— begin Data supplied —

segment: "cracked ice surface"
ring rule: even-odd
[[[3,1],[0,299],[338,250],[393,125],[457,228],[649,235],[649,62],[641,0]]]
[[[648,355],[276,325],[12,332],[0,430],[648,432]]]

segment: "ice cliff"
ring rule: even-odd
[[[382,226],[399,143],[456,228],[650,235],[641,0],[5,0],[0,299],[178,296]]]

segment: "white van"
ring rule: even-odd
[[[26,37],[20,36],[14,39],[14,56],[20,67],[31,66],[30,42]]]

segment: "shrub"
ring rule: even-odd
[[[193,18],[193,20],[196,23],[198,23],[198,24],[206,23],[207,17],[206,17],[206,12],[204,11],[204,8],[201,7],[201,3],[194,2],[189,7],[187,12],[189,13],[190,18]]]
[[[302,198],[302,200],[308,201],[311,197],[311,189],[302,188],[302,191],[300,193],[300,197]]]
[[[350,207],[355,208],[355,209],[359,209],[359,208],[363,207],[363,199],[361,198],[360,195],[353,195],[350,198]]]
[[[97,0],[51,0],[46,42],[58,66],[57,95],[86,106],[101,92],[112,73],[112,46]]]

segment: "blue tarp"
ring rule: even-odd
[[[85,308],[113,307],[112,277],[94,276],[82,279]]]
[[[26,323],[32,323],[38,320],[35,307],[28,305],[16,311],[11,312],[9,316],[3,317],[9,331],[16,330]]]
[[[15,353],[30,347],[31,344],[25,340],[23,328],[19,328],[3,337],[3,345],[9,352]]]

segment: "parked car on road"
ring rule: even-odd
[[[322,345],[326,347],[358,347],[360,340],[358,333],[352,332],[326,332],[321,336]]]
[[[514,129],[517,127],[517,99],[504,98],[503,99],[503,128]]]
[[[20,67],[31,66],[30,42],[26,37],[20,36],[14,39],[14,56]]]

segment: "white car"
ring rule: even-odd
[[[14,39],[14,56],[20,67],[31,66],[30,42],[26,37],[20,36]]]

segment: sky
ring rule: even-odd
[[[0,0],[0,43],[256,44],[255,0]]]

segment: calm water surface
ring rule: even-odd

— end Data supplied —

What you will do
Could you write out every line of the entries above again, requests included, with each polygon vertex coordinate in the answers scaled by 2.05 and rounded to a whole number, halves rounded up?

Reply
segment: "cracked ice surface"
ring rule: even-odd
[[[6,2],[0,613],[693,513],[806,256],[937,467],[1330,482],[1330,127],[1314,0]]]
[[[1328,728],[566,666],[25,681],[0,882],[1328,886]]]

segment: "ice cliff"
ring rule: even-odd
[[[783,463],[818,293],[935,467],[1333,482],[1314,0],[10,0],[0,613],[365,607]]]

segment: "white van"
ring rule: even-odd
[[[53,76],[41,74],[29,80],[29,115],[41,137],[64,135],[62,86]]]

segment: "shrub"
ring rule: even-odd
[[[396,37],[396,41],[402,47],[406,47],[406,49],[422,47],[424,35],[422,35],[422,25],[418,23],[418,16],[412,14],[412,6],[398,4],[387,14],[383,25],[387,27],[390,37]]]
[[[619,406],[619,410],[631,412],[638,404],[638,387],[619,385],[619,392],[615,396],[615,404]]]
[[[718,424],[728,426],[728,428],[736,428],[736,426],[744,424],[744,408],[740,406],[738,400],[724,400],[718,406]]]
[[[199,0],[105,0],[94,86],[119,135],[117,195],[176,217],[207,189],[230,150],[230,94]]]

segment: "blue tarp"
ring rule: even-odd
[[[174,631],[232,629],[230,568],[193,566],[168,572]]]
[[[53,662],[66,662],[78,656],[72,629],[57,625],[33,638],[23,640],[18,648],[6,650],[18,679],[33,677]]]
[[[31,724],[62,711],[64,705],[51,697],[47,672],[39,672],[6,691],[6,707],[18,722]]]

segment: "parked car on road"
ring rule: even-odd
[[[660,707],[668,711],[734,711],[738,697],[734,683],[722,681],[668,681],[658,689]]]
[[[1054,264],[1060,260],[1060,203],[1033,201],[1031,203],[1031,262]]]
[[[41,137],[64,135],[62,86],[53,76],[41,74],[29,80],[29,115]]]

segment: "white car"
ring rule: even-odd
[[[29,80],[29,115],[41,137],[64,135],[62,86],[53,76],[41,74]]]

segment: sky
ring rule: even-odd
[[[0,0],[0,88],[525,90],[523,0]]]

segment: calm water surface
ring rule: even-odd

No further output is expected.